* _BRIEF A_: Rewrite the records as a JSON list of strings, one string per line and with blank lines omitted, starting at the line that contains "of the grey" and ending at the end of the records.

# 585/566 fit?



## Cooper1960 (Oct 14, 2010)

So I have it in my head I need to build a new bike and am hoping to buy a late model 585 frame. Currently I ride a 566 medium frame, 53cm, and am wondering if the fit will be different with a 585 frame. I am 5"8" but have always felt the 53cm frame was a tad on the small side for me even though by the book it should be the right size. 

From a geometry standpoint are the 585 and 566 frames the same?


----------



## OrenPerets (Feb 22, 2006)

No. different geometries.

For a med (53) sized 585, TT will be some 3 mm longer TT and head tube will be 16mm shorter than the equivalent 566.

I doubt that you'll feel the 3mm different TT, but surely you will feel the shorter head tube. do you know what angle stem you are running currently, and how many spacer below the stem?

For 5'8" (that is 173 cm, right?) a med seems just right (although a small may fit as well, body proportions and flexibility will change how you fit).

If you think it may fit - get the 585. no chance in hell you will ever regret it. 
Such a wonderful, timeless frame.

Oren


----------



## maximum7 (Apr 24, 2008)

The Optimum version of the 585 is very close to the 566.
http://www.epic-cycles.co.uk/images/geometry-585.pdf


----------



## Cooper1960 (Oct 14, 2010)

Thanks Oren and Max, appreciate the info. Oren my 566 is set up with a 5 deg. rise stem and I am running two spacers underneath. The hard thing about this project is there are no Look dealers in my area I can speak with and honestly I see very few Look bikes in this area so throwing a leg over a 585 for a test ride isn't likely to happen. There was a dealer locally until two years ago but his shop ended up going out of business, but visiting that shop is how I came to appreciate the Look brand. So admittedly building a 585 is a faith driven project I hope yields a bike I love to ride.

* _BRIEF B_: Summarize the forum thread on 585/566 fit in two sentences.

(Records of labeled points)
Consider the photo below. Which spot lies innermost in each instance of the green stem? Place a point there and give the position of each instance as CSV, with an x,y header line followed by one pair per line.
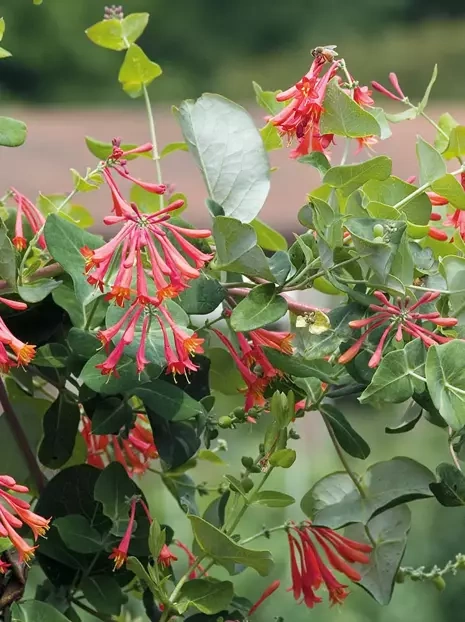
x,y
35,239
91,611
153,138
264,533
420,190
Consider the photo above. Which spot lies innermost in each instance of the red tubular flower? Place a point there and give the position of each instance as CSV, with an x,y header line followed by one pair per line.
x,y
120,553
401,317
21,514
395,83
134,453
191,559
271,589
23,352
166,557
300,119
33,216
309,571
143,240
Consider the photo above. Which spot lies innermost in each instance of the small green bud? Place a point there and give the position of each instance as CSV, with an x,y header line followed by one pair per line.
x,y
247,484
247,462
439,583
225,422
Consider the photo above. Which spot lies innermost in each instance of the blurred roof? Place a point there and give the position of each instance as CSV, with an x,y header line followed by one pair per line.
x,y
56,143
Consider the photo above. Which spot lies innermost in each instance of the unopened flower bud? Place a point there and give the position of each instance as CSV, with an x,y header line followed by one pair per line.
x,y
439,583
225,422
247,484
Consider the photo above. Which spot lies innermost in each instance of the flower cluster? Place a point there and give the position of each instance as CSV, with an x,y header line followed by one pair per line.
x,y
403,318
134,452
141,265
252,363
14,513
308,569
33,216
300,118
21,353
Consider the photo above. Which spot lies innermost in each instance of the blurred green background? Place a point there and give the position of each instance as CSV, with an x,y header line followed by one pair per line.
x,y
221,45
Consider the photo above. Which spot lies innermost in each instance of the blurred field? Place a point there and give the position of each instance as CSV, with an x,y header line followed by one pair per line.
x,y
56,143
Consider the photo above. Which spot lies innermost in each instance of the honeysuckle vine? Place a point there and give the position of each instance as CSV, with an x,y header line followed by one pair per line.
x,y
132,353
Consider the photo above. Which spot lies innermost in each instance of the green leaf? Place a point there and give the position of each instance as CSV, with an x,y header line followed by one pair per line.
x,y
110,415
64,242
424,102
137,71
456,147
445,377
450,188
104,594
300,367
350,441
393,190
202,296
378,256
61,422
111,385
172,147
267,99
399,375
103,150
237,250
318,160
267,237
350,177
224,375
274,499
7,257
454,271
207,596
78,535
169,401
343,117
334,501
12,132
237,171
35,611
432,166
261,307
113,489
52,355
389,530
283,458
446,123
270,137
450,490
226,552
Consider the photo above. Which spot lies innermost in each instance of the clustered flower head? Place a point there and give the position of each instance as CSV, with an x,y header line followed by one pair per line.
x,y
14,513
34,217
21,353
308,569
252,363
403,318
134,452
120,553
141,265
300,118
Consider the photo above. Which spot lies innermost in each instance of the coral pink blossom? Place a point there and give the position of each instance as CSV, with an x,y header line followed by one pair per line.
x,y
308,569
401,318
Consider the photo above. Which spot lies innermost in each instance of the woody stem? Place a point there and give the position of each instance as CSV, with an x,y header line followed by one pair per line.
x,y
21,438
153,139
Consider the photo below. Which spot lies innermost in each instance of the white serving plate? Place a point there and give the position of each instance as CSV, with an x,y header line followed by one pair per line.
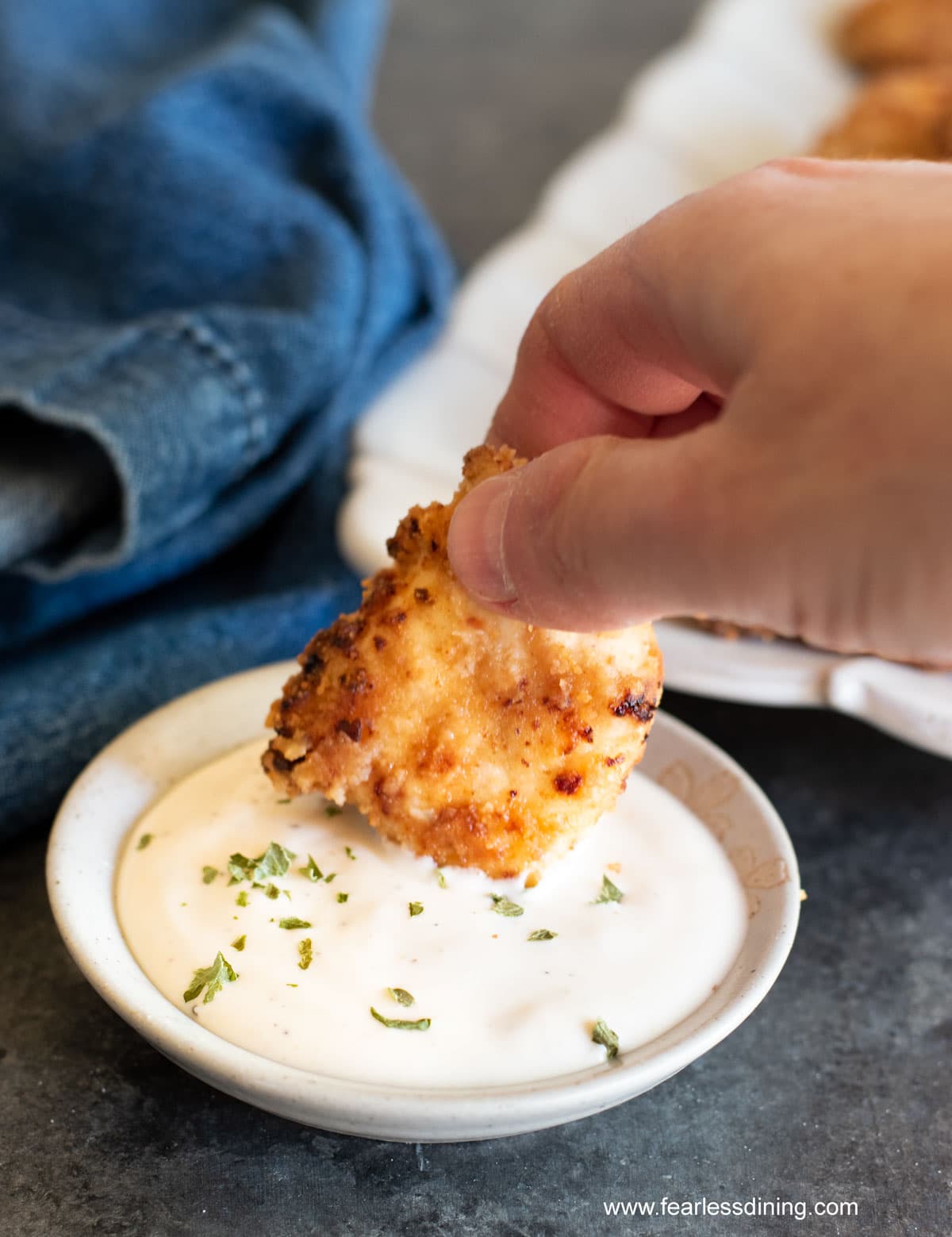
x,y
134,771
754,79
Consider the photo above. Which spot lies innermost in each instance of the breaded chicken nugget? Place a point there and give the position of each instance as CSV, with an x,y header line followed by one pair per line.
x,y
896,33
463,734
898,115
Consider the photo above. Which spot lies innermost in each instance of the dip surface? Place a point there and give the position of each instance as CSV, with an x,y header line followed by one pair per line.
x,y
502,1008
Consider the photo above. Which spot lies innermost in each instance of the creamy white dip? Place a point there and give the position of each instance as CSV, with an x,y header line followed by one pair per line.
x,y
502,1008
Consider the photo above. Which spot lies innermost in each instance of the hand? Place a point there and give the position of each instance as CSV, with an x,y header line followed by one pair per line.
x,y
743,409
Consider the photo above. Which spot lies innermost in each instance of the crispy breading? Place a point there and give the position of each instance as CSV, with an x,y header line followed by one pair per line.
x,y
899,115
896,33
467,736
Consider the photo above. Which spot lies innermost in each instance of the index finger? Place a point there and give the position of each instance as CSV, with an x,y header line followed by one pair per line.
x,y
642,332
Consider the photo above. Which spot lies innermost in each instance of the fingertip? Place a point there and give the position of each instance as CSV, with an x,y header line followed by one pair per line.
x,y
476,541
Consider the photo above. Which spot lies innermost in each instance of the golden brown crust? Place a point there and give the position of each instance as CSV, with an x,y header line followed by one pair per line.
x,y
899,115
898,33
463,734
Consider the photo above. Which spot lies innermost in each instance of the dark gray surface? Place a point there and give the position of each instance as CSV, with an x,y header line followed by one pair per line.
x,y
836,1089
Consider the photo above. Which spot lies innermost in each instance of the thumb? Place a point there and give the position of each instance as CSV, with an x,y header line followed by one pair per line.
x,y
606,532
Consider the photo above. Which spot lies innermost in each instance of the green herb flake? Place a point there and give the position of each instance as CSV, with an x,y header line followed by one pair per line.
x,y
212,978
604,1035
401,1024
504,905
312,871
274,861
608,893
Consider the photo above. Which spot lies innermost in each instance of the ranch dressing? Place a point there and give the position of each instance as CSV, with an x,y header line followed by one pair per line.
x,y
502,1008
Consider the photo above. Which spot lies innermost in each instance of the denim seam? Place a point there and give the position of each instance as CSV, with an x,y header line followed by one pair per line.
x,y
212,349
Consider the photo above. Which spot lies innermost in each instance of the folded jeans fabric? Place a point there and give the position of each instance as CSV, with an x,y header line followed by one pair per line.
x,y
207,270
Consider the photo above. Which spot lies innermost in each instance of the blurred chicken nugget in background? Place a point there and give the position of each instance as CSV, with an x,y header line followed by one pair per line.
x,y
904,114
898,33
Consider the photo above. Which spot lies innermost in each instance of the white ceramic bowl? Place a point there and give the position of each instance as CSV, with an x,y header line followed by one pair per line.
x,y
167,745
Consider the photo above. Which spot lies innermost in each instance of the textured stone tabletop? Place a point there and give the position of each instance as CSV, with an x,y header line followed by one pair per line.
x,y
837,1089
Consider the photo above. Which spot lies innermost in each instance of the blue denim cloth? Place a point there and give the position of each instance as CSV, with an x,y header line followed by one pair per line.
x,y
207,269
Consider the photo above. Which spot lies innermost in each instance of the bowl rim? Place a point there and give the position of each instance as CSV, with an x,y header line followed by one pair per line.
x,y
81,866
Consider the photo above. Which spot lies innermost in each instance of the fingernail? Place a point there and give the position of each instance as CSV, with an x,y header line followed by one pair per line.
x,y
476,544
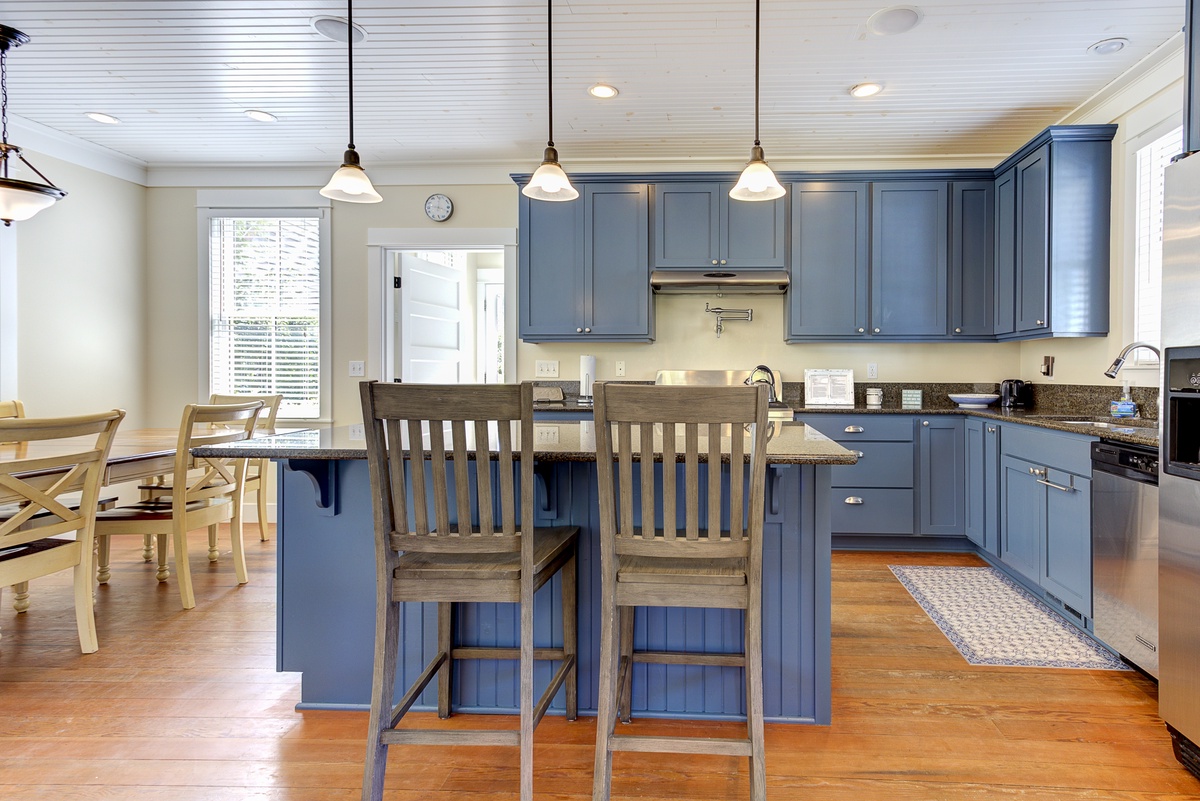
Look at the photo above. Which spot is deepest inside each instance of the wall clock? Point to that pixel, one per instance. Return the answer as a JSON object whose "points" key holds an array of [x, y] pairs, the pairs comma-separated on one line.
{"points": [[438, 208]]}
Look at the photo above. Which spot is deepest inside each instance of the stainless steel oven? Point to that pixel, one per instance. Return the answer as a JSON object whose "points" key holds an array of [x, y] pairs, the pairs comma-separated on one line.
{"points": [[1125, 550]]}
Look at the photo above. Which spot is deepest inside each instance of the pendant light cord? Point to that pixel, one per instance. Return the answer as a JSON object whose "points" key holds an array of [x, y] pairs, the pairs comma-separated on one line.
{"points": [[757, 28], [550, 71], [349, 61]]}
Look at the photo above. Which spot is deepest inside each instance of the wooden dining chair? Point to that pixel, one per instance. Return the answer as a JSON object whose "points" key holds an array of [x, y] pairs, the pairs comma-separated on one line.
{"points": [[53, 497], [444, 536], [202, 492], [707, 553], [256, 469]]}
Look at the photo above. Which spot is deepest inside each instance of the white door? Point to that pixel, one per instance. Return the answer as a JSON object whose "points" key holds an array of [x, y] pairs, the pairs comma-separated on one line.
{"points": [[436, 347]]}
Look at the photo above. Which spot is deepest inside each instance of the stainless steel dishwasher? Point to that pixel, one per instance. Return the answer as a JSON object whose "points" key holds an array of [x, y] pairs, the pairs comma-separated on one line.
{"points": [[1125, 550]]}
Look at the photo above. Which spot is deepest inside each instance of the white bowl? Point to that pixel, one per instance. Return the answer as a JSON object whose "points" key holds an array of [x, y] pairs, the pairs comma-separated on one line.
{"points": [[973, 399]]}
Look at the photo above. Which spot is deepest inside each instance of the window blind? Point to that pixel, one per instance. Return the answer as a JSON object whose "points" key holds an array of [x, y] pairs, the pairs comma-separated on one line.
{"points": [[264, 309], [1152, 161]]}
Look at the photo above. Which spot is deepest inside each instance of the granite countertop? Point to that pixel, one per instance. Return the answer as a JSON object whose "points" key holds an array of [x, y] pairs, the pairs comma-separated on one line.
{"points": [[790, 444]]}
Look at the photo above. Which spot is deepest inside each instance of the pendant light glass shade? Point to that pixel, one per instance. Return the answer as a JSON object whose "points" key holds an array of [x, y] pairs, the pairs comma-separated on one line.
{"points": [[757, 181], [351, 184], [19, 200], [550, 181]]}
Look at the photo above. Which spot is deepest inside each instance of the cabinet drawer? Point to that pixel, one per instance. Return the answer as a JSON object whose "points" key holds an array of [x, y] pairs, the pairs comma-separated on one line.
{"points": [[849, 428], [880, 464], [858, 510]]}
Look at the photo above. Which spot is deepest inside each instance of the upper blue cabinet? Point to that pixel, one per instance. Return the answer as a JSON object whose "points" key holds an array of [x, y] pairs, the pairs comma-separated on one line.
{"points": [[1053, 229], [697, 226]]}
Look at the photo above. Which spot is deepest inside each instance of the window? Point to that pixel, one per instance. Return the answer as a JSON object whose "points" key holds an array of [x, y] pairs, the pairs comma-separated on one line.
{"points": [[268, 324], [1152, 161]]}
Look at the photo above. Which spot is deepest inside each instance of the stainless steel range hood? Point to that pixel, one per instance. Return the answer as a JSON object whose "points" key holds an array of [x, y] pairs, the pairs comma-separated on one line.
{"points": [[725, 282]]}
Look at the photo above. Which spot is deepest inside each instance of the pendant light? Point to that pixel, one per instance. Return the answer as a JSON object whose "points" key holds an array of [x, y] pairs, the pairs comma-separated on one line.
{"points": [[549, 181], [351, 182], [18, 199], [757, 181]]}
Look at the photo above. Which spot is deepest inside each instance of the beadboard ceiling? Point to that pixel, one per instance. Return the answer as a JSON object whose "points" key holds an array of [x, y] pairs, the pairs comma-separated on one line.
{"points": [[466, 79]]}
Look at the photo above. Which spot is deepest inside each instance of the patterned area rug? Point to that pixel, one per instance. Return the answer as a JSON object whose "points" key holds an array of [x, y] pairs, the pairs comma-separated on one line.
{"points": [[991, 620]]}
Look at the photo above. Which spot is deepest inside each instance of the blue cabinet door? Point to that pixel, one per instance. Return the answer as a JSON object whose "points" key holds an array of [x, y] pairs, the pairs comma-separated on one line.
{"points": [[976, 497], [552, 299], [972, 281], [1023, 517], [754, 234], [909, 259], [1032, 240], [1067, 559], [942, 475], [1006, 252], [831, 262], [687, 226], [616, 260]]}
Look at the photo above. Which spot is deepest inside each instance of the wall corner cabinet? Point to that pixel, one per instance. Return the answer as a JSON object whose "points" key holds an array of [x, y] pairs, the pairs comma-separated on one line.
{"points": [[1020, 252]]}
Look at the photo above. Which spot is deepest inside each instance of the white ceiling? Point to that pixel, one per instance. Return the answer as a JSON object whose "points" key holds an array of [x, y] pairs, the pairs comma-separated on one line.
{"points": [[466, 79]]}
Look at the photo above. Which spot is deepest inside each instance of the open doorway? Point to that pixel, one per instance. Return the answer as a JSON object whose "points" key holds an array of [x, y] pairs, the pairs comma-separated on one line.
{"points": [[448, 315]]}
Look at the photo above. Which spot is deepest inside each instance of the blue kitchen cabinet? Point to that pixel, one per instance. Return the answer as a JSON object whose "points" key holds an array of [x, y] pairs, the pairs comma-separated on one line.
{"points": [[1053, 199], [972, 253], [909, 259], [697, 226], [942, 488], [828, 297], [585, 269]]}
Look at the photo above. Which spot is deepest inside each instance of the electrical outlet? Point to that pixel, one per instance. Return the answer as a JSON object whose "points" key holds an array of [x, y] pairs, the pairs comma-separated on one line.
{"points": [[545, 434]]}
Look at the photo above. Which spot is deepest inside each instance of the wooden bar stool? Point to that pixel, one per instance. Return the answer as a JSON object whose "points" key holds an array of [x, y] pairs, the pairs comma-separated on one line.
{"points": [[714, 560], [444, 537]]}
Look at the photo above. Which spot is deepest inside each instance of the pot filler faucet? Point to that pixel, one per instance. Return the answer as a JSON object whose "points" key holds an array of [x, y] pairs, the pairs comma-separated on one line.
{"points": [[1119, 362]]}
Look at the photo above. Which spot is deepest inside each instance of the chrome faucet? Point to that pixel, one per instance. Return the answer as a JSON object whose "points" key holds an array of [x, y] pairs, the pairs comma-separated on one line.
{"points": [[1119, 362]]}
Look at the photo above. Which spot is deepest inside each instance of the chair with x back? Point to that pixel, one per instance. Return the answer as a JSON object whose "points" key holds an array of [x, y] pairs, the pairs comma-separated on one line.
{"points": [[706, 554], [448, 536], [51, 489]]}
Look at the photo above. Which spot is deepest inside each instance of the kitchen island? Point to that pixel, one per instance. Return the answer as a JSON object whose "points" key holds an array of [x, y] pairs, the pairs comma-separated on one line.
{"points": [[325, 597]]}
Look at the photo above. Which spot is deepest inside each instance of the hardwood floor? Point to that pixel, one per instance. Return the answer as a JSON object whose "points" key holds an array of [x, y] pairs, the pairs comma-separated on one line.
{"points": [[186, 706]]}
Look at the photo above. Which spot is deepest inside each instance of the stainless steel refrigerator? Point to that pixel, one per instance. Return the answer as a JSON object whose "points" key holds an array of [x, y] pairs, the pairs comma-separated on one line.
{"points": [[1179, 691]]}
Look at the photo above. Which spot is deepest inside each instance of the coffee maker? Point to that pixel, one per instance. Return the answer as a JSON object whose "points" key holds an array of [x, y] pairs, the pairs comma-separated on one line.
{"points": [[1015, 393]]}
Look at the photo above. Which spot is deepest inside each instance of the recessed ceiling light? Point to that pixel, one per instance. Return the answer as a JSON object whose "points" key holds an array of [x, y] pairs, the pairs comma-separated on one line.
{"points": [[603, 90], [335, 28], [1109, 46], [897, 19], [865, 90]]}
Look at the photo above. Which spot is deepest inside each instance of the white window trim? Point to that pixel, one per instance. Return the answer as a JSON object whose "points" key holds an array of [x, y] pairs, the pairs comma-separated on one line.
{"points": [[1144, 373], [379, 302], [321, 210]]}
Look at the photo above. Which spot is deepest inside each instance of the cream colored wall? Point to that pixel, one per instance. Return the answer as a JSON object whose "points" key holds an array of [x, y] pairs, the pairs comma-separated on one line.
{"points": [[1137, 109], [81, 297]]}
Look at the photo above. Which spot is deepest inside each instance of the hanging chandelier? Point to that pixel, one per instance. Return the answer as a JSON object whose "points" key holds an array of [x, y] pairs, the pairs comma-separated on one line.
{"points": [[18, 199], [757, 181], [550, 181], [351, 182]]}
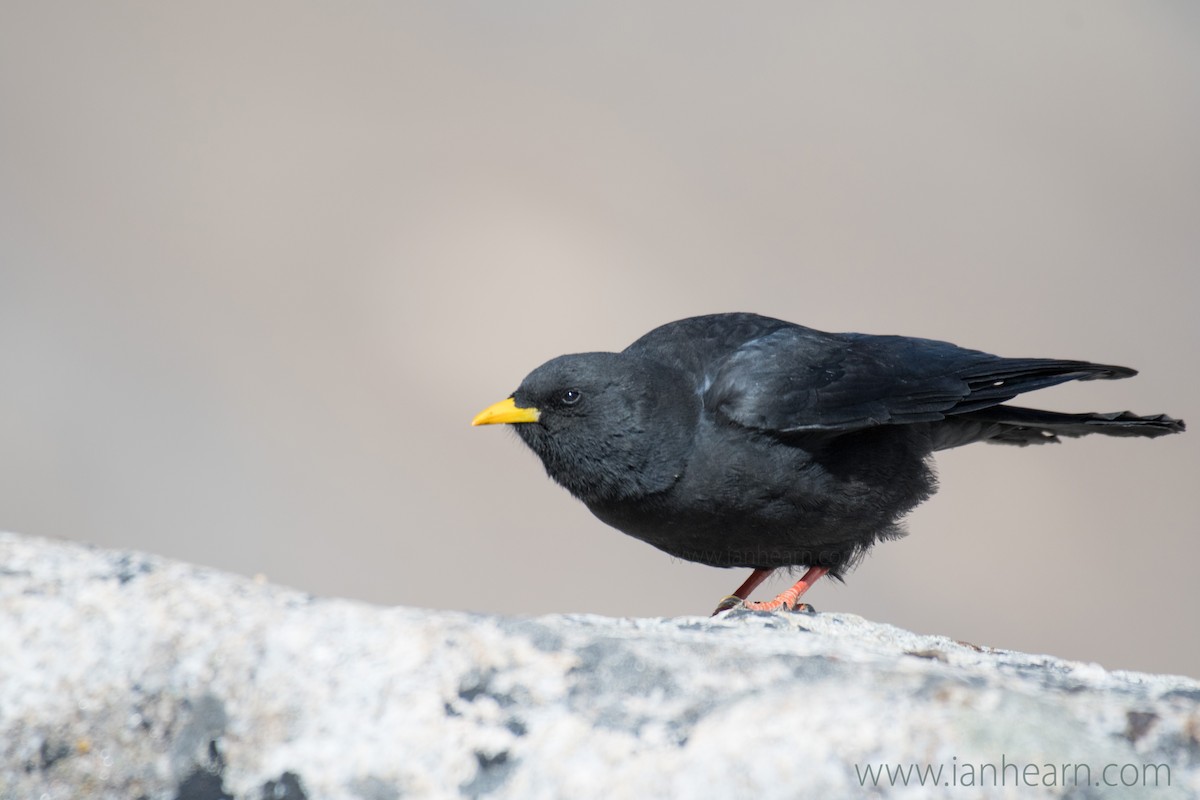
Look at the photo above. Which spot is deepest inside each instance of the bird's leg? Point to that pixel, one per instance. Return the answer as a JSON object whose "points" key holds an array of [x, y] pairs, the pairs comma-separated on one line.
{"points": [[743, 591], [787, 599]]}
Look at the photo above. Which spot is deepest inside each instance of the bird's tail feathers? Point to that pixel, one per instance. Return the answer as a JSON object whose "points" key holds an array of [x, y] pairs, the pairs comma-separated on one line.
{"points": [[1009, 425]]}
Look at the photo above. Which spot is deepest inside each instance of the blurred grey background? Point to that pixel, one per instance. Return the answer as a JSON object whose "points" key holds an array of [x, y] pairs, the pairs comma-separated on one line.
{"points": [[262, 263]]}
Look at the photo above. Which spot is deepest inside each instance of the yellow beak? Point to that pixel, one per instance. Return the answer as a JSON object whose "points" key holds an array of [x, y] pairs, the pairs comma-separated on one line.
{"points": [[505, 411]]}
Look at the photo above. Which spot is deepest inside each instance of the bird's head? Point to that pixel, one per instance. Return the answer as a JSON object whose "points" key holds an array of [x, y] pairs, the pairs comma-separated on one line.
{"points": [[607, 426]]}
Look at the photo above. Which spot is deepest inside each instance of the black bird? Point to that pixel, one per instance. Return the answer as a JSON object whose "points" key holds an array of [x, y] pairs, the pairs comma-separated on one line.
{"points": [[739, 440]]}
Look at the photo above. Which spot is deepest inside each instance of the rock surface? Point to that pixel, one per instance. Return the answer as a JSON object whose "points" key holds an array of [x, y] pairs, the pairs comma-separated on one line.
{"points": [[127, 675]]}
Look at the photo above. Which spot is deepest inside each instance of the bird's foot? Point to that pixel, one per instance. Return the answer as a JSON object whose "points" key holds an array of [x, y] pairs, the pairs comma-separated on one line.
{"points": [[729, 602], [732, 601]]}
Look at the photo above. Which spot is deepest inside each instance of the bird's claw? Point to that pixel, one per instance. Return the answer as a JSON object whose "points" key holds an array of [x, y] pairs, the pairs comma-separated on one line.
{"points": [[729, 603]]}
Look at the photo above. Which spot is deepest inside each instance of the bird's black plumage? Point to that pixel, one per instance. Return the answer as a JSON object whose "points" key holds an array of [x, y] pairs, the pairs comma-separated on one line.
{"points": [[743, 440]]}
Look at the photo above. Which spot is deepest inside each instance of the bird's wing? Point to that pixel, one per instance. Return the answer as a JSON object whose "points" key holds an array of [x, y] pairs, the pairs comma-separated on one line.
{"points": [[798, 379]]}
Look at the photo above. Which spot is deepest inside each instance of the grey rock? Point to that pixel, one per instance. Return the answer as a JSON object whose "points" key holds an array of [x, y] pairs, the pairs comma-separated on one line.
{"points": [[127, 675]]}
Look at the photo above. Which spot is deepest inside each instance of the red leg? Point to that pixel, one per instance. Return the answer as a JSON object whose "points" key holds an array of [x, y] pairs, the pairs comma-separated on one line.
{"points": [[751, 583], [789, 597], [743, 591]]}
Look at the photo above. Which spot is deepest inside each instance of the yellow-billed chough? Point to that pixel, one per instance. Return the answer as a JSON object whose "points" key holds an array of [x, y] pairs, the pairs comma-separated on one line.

* _WRITTEN SOLUTION A_:
[
  "Look at the photo above. Which spot is deepest inside each instance of the grey rock? Point to that pixel, one per instance. Return the answer as a JSON object whose \"points\" key holds an array of [x, y] pairs, the pairs comma-separated on one line.",
  "{\"points\": [[127, 675]]}",
  "Look at the photo above. Which spot is deepest inside each instance of the red leg? Point to that pixel, one per instance. Return the answer as a JSON object whose \"points\" key holds an array of [x, y] pairs, the pairs comma-separated on one line.",
  "{\"points\": [[751, 583], [789, 597], [743, 591]]}",
  "Look at the photo above. Which spot is deepest inside each instance of the yellow-billed chough? Point to that pixel, one per instance. Return the answer as a JSON object whose \"points\" key holds an array of [x, y] pairs, the pairs comma-separated on one line."
]

* _WRITTEN SOLUTION B_: A rider on a medium 53cm 566 frame asks whether a late-model 585 frame has the same geometry. One reply says it does not, since a medium 585 has a top tube about 3 mm longer and a head tube 16mm shorter, and another says the Optimum version is very close to the 566; the rider adds that, with no Look dealers nearby, building a 585 is a faith-driven project.